В последних сочинениях мне уже приходилось обращать внимание читателей на удивительное изобилие в этом году юбилеев, связанных с Крымом. Напоминаю: 230 лет указа Екатерины II «Устроить крепость большую Севастополь» (в гавани Ахтиар), 160 лет начала собственно крымской фазы одноименной войны, 70 лет освобождения героического полуострова от немецко-фашистских захватчиков и 60 лет передачи области из РСФСР в УССР. Да и сам 2014 год уже навсегда вошёл в отечественную историю, как год возвращения Таврии к «причалам России». Юбилеи этого события впереди, и его круглые даты будут совпадать с таковыми перечисленными только что. Не опасаясь обвинения в сентиментальности, можно воскликнуть, перефразировав известные поэтические строки: «Крым! Как много в этом звуке для сердца русского слилось!».
Но праздничное настроение этой весны отложило в дальний угол памяти ещё один крымский юбилей. В июле исполняется 240 лет Кючук-Карнайджийскому мирному договору, завершившему Русско-турецкую войну 1768-1774 гг. Та затянувшаяся кампания решила в пользу Петербурга ряд геостратегических вопросов, рассмотрение которых не входит в план настоящей работы. Здесь обратим внимание на один результат войны, особый, с событиями этой весны перекликающийся. А именно, Блистательная Порта подтвердила политическую самостоятельность Крымского ханства под условным (на практике) протекторатом России. Бахчисарай освобождался от 3-вековой вассальной зависимости от Стамбула. Бытует мнение (в т. ч. учёных историков), что первая из двух «екатерининских войн» между Российской и Османской империями стала увертюрой к ликвидации последней наследницы Золотой орды, которая перехитрила историю, засев за Перекопом. Что помыслы немки на троне Романовых были неизменно направлены на территориальные приобретения, и упустить такой случай она не могла. Факты это мнение опровергают.
До лета от Р.Х. 1783 (год присоединения Крыма) в царствующем граде Св.Петра, среди вершителей судеб России, преобладало мнение о «бесполезности» для империи высушенной солнцем земли в Чёрном море, населённой степными добытчиками, с коих «никакие порядочные подати собираемы быть не могут» (мнение членов Совета при троне). Из письма императрицы: «Совсем нет нашего намерения иметь сей полуостров и татарские орды, к оному принадлежащие, в нашем подданстве, а желательно только, чтоб они отторгнулись от подданства Турецкого и остались навсегда в независимости... Татары никогда не будут полезными нашей империи». Князь Потёмкин образно, по солдатски, называл Крым «бородавкой на носу». Два с половиной века тому назад возможный «приз» совсем не казался русскому обществу настолько ценным, чтобы ради него возбуждать «противу себя общую и небезосновательную зависть и подозрение» в Европе (из решения Совета). Отвечало ли такое мнение действительности? Вполне. Доказательства несколькими абзацами ниже.

• _Предоставленный материал_
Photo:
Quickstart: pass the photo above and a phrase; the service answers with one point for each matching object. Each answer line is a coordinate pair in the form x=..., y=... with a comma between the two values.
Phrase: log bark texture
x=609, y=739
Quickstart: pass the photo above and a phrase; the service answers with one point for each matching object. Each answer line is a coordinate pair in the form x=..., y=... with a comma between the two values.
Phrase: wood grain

• _Письменное задание 1_
Как князь Потёмкин называл Крым, согласно тексту о крымских юбилеях?
• _Письменное задание 2_
Подхватите текст о крымских юбилеях и продолжите его сразу после последней приведённой фразы.

• _Письменный ответ 1_
Князь Потёмкин называл Крым «бородавкой на носу».

• _Письменный ответ 2_
Летом 1774 года у Бахчисарая появился шанс не только самостоятельного развития между двумя мощными соседями, северным и южным, получая выгоду от их жёстких противоречий. Возникла возможность за жизнь одного поколения модернизировать «замирённую» страну, начав движение в сторону её европеизации при помощи русских. Для всесторонних реформ нашлась и фигура – на вершине «титульной нации». Такой фигурой, как говорится, «в нужное время и на нужном месте», оказался потомок Чингизхана Шагин-Гирей, калга (наследник) правящего хана Сахиб-Гирея.
Детство дофина, поэтически одарённого, любознательного, прошло в турецком Адрианополе. Юношей он побывал в Европе, на ходу жадно учился, разговаривал по итальянски, знал греческий, изъяснялся на французском. Оказавшись на Неве, восточный красавец произвёл впечатление на столичную знать, которая разглядела в нём «задатки царя Петра». Императрица отозвалась о госте, как о «самом любезном татарине, какого можно найти». Петербург восхитил наследного принца архитектурой, верфями, Академией наук, театрами, собранием произведений искусств, мануфактурами, военными парадами.
Полный впечатлений и реформаторских планов, потомок монгольских завоевателей намеревался возвратиться в Бахчисарай для переустройства отечества по европейским образцам, да в ханском дворце сидел на троне (то бишь, на тахте, застеленной ковром) старший «брат» Сахиб-Гирей, мечтающий о покое между грозовыми Петербургом и Стамбулом. Инициативный калга вызывал в нём подозрения, и не без основания. Наследнику пришлось последовать совету русских опекунов – согласиться на ханский бунчук формально зависимой от Гиреев ногайской орды, кочевавшей к северу от Перекопа.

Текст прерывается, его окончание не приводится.